▸ **Aim**: Reproduce the rows below word for word, without any alteration.

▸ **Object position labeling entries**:

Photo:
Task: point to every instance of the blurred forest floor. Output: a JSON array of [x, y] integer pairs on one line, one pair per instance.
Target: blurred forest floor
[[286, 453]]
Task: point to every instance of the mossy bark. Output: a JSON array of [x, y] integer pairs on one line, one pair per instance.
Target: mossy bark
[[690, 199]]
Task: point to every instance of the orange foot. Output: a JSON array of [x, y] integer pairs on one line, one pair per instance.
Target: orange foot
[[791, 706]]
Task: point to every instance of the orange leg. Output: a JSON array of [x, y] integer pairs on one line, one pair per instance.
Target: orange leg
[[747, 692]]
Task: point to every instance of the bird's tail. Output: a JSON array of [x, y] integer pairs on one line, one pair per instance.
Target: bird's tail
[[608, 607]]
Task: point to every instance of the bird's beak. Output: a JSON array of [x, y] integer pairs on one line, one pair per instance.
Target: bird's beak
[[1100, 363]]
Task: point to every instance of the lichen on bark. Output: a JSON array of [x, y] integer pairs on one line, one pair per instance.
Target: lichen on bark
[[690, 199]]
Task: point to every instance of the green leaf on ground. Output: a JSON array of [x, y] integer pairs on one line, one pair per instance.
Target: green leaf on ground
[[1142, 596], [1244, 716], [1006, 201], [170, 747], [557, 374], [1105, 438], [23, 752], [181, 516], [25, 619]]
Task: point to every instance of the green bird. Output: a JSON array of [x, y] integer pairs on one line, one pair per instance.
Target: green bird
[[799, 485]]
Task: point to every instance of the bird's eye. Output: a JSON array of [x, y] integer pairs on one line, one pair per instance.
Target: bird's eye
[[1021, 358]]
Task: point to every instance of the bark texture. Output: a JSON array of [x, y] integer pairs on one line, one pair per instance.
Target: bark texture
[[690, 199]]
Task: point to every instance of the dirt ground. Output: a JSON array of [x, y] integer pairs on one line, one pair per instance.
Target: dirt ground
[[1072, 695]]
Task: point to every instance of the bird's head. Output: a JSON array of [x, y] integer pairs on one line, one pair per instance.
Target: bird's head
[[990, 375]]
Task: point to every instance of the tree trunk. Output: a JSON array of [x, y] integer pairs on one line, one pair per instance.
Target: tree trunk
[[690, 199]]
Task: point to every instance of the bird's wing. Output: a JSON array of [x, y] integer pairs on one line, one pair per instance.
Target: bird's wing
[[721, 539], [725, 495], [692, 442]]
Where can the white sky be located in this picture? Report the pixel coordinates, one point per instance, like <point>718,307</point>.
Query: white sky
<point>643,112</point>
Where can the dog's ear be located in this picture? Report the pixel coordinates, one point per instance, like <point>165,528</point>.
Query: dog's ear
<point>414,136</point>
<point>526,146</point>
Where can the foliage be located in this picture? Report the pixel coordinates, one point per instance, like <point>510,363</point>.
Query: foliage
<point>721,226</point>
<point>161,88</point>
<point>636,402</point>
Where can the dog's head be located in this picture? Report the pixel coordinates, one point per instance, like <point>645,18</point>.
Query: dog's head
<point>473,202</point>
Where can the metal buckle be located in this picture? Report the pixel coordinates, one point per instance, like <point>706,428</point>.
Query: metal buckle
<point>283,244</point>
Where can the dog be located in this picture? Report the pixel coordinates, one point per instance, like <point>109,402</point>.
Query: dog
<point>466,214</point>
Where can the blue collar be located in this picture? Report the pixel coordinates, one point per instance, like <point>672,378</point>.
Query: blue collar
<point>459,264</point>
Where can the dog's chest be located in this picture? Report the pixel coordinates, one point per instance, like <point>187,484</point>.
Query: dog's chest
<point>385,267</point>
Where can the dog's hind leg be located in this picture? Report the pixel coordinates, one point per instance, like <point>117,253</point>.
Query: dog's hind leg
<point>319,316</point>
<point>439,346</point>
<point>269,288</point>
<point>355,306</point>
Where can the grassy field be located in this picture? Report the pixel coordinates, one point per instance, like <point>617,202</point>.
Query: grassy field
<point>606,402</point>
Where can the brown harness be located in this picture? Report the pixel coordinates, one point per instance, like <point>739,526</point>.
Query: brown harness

▸ **Task solution**:
Photo:
Task: point to every instance of the blurred forest floor. Output: a JSON array of [x, y] integer pairs on one line, one pair per instance.
Target: blurred forest floor
[[286, 453]]
Task: point to every instance of the mossy bark. Output: a JSON array of [x, y] integer pairs on one line, one pair per instance.
Target: mossy bark
[[690, 199]]
Task: point to every instance of the orange foot. Output: a JSON array of [x, y] integer pairs on one line, one pair per instance.
Target: orange foot
[[791, 706]]
Task: point to every instance of the orange leg. Output: a JSON array of [x, y] integer pairs on one line, one pair per instance.
Target: orange leg
[[747, 692]]
Task: point to every instance of the bird's tail. Output: a JSON array of [x, y] integer pairs on one line, one pair per instance.
Target: bird's tail
[[608, 607]]
Task: point to every instance of the bird's beak. Output: a JSON array of [x, y] integer pairs on one line, one pair per instance.
Target: bird's beak
[[1100, 363]]
Task: point to every instance of the lichen on bark. Output: a JSON array of [x, y] integer pairs on one line, one pair per instance.
Target: lichen on bark
[[690, 199]]
Task: point to every instance of the green leaf on ground. Output: a JSON array of [x, y] integer pairs on one line, one pair per instance.
Target: green leaf on ground
[[1142, 596], [1244, 716], [1006, 201], [170, 747], [557, 374], [1105, 438], [23, 752], [181, 516], [25, 619]]
Task: point to every instance of the green bird. Output: a JSON array of [x, y] integer pairs on one line, one pair per instance.
Target: green bird
[[799, 485]]
Task: point to every instance of the bird's eye. Output: a JSON array of [x, y] integer pairs on one line, one pair per instance.
Target: bird's eye
[[1021, 358]]
Task: point to every instance of the bark texture. Output: a JSON array of [x, y] integer pairs on one line, one pair per instance.
Target: bark texture
[[690, 199]]
Task: point to every instance of the dirt ground. Output: a JSON array of [x, y] integer pairs on one line, one pair per instance.
Target: dirt ground
[[1072, 695]]
Task: point to every instance of the bird's head. Output: a JSON array of [x, y] integer pairs on one line, one pair per instance.
Target: bird's head
[[990, 375]]
Task: point to every instance of the tree trunk. Output: a JSON array of [x, y] integer pairs on one line, one pair per instance.
Target: tree trunk
[[690, 199]]
Task: point to every instance of the bird's wing. Output: a JSON array of [x, y] integer pairs on one line, one pair per instance.
Target: bird's wing
[[721, 539], [725, 495], [692, 442]]
Where can the white sky be located in this picture? Report the pixel coordinates, one point per instance, like <point>718,307</point>.
Query: white sky
<point>643,112</point>
Where can the dog's ear be located in this picture? Report the pixel coordinates, one point per instance, like <point>165,528</point>.
Query: dog's ear
<point>414,136</point>
<point>526,146</point>
Where can the foliage be located in this picture? Report the pixel coordinates, one point per instance, like <point>510,363</point>.
Query: foliage
<point>721,226</point>
<point>161,88</point>
<point>636,402</point>
Where can the dog's head be located in this picture? Report the pixel coordinates, one point per instance, like <point>645,18</point>.
Query: dog's head
<point>473,202</point>
Where can the metal buckle be located in this picture? Report the pixel coordinates, one point per instance, like <point>706,428</point>.
Query: metal buckle
<point>283,244</point>
Where can the dog be located in this picture? Report the pixel coordinates, one point per instance, like <point>109,402</point>.
Query: dog
<point>466,214</point>
Where can the blue collar be located in this picture? Report the pixel coordinates, one point per instance, like <point>672,378</point>.
Query: blue collar
<point>459,264</point>
Where can the dog's chest be located in this picture? Report the pixel coordinates, one point per instance, like <point>187,484</point>.
Query: dog's chest
<point>385,267</point>
Where can the dog's hind leg be located in this picture? Report the pixel coordinates, one point per instance, like <point>117,253</point>.
Query: dog's hind leg
<point>319,316</point>
<point>439,346</point>
<point>269,288</point>
<point>355,306</point>
Where can the grassy field be located in this picture? Report the pixel coordinates, one point per instance, like <point>617,202</point>.
Query: grassy field
<point>606,402</point>
Where can the brown harness be located in this picture? Report the pixel coordinates, one point per instance, like <point>739,526</point>.
Query: brown harness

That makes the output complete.